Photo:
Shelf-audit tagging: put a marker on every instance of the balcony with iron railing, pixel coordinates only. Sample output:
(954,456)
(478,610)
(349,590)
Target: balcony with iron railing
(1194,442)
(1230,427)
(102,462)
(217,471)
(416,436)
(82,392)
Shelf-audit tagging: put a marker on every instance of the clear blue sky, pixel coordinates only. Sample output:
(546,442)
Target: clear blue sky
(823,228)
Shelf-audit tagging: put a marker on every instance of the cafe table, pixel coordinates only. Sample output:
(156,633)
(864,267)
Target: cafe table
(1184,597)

□ □ □ □ □ □ □

**Written exercise:** Write out the full listing, keeping every line exactly as it is.

**Expected output:**
Photo:
Shelf-audit tagging: put a marker on every instance of the balcony with iron railing, pixel coordinates only. Sample output:
(954,456)
(478,610)
(349,590)
Target: balcony with iron railing
(1194,442)
(1230,427)
(102,462)
(217,471)
(416,436)
(82,392)
Shelf-audit tagging: put a marker on every instance of the clear blue sky, pixel coordinates only. Sample output:
(546,442)
Target: clear blue sky
(823,228)
Shelf-audit tagging: put a marker on every instance of the cafe table, pixel coordinates only. Sample output:
(156,633)
(864,267)
Target: cafe table
(1184,597)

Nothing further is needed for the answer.